• _Goal of the exercise_
Reproduce the records exactly, beginning with their first line and ending with the line that contains "Target: haze above horizon", and output nothing more.

• _The input_
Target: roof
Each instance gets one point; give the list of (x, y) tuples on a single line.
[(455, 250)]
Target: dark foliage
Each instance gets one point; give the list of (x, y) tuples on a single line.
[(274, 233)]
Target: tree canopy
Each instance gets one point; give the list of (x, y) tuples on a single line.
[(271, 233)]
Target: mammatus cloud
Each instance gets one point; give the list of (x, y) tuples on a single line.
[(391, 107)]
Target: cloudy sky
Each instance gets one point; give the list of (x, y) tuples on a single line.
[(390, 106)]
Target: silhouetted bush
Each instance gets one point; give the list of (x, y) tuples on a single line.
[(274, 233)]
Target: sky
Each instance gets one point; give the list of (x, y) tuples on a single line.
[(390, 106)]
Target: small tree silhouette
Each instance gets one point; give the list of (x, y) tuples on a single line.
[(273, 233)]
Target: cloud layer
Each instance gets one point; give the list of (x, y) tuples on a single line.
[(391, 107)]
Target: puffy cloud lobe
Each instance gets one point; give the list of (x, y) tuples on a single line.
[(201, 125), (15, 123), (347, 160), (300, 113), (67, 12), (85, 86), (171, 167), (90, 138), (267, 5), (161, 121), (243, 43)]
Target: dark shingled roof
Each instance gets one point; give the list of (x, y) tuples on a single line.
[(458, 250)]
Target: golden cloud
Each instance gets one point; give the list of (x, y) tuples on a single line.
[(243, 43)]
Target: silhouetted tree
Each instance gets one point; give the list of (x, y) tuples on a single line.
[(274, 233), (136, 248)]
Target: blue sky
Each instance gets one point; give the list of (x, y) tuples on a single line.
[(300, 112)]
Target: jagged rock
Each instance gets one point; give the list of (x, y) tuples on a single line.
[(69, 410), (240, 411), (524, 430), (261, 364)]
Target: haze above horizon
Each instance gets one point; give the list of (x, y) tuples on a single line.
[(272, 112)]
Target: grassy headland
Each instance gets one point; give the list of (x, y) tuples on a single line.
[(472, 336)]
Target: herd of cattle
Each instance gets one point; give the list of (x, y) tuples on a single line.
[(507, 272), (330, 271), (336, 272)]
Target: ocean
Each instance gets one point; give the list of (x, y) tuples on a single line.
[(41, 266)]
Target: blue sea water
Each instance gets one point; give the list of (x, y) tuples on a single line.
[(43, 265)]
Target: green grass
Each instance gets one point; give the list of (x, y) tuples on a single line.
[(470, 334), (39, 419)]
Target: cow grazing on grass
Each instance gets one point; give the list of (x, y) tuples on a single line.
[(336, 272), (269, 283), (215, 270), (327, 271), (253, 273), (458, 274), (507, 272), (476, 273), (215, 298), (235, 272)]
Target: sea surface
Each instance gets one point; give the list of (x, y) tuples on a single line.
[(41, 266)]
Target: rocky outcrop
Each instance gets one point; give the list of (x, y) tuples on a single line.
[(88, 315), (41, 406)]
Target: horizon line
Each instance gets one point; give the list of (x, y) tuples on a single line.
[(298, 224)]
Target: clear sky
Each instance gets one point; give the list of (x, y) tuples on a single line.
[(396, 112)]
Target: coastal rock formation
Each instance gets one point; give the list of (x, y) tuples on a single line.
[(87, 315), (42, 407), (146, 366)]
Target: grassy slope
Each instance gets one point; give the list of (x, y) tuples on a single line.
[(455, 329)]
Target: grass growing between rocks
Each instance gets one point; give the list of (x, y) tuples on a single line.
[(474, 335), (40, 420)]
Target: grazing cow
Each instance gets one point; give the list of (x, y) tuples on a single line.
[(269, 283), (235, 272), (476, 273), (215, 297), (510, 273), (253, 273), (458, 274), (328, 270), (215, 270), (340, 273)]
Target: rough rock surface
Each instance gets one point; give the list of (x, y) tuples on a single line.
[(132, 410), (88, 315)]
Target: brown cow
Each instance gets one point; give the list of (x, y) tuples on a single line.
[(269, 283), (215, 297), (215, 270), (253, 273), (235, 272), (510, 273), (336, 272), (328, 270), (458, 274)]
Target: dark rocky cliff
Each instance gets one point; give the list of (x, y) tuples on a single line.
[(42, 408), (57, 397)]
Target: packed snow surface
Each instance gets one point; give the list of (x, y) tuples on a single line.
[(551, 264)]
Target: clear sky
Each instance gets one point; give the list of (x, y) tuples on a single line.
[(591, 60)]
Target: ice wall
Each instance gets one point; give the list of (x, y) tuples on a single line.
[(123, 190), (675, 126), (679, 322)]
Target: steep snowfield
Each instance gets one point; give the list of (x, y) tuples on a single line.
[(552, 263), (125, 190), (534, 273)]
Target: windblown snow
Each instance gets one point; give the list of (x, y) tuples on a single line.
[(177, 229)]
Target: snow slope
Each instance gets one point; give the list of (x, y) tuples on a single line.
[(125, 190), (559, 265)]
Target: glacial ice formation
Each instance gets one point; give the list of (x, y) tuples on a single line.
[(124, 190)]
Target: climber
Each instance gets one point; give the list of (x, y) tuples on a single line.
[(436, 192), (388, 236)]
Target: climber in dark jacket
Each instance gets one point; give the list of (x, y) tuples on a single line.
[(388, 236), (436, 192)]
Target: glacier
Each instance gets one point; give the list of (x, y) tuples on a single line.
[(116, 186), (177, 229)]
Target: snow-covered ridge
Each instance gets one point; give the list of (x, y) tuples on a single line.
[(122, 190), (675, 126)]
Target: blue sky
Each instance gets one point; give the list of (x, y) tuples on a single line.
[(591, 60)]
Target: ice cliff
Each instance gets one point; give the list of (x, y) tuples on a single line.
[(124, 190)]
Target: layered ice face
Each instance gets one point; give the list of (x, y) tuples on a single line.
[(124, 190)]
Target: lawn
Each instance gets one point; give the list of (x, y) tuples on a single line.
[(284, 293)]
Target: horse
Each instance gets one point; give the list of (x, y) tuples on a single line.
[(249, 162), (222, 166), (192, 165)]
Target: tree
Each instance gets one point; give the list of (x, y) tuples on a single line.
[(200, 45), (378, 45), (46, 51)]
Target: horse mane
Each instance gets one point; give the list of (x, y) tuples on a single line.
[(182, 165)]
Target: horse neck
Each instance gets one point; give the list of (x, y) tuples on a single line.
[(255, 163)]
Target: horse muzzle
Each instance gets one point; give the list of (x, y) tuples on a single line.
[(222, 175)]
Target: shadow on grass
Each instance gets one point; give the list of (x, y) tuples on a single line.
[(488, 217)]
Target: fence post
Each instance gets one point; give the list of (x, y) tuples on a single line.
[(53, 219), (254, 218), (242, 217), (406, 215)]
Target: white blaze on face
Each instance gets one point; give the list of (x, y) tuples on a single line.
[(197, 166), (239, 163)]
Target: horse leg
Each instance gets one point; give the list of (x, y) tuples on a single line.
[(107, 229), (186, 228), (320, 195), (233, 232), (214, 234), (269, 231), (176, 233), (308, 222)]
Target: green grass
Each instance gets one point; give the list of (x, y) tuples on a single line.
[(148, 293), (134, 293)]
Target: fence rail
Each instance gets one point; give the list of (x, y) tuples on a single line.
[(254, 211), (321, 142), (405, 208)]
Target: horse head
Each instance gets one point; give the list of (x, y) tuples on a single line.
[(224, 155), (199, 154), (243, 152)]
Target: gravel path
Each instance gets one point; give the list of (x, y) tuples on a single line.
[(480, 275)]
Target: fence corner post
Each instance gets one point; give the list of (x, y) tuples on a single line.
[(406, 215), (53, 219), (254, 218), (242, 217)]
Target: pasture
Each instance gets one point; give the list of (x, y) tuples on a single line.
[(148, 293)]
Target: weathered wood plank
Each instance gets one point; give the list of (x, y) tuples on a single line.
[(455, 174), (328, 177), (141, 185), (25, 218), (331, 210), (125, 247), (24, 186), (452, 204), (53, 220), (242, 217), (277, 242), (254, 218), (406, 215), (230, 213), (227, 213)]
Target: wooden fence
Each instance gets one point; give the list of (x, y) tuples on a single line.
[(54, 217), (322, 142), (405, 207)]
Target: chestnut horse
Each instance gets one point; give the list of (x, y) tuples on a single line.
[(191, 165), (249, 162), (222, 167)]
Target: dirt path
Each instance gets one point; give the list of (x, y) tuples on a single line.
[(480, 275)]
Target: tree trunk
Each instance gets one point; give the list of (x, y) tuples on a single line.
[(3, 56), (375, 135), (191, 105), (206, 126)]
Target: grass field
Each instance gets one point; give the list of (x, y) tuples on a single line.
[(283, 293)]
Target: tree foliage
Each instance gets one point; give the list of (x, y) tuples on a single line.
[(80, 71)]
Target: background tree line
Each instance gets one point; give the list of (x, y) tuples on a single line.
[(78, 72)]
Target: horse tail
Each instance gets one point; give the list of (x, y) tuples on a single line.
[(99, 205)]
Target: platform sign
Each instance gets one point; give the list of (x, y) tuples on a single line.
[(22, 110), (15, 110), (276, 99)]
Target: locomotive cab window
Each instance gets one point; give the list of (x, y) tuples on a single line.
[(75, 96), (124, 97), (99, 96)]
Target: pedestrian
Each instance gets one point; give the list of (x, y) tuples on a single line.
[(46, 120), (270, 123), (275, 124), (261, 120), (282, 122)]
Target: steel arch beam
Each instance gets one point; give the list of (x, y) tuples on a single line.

• _Output_
Target: roof
Each instance gets one point; give the list of (x, y) tuples on a single line.
[(455, 250)]
Target: dark foliage
Each instance gets one point; give the list of (x, y) tuples on a single line.
[(274, 233)]
Target: tree canopy
Each instance gets one point; give the list of (x, y) tuples on a single line.
[(271, 233)]
Target: mammatus cloud
Each instance gets one point; give the list of (x, y) tuples on a single line.
[(391, 107)]
Target: cloudy sky
Each instance gets one point; give the list of (x, y) tuples on a single line.
[(390, 106)]
Target: silhouetted bush
Each instance gets one point; give the list of (x, y) tuples on a single line.
[(274, 233)]
Target: sky
Each instance gets one point; give the list of (x, y) tuples on a single line.
[(390, 106)]
Target: small tree silhouette
Each instance gets one point; give the list of (x, y) tuples on a single line.
[(273, 233)]
Target: cloud layer
Each instance gets one point; give the list of (x, y) tuples on a single line.
[(391, 107)]
Target: puffy cloud lobe
Each instance gets one point; give the list of (x, y) tuples on a single line.
[(201, 125), (15, 123), (347, 160), (300, 113), (67, 12), (85, 86), (171, 167), (90, 138), (267, 5), (161, 121), (243, 43)]
Target: dark shingled roof
Each instance gets one point; give the list of (x, y) tuples on a single line.
[(458, 250)]
Target: golden cloud
Each instance gets one point; give the list of (x, y) tuples on a single line.
[(243, 43)]
Target: silhouetted tree
Each instance gets one point; give the list of (x, y) tuples on a single line.
[(274, 233), (136, 248)]
Target: blue sky
Each instance gets one point; give the list of (x, y) tuples on a single line.
[(300, 112)]
Target: jagged rock
Each instance gets one point; give the list of (x, y) tuples on a single line.
[(69, 410), (240, 411), (524, 430), (261, 364)]
Target: haze above horizon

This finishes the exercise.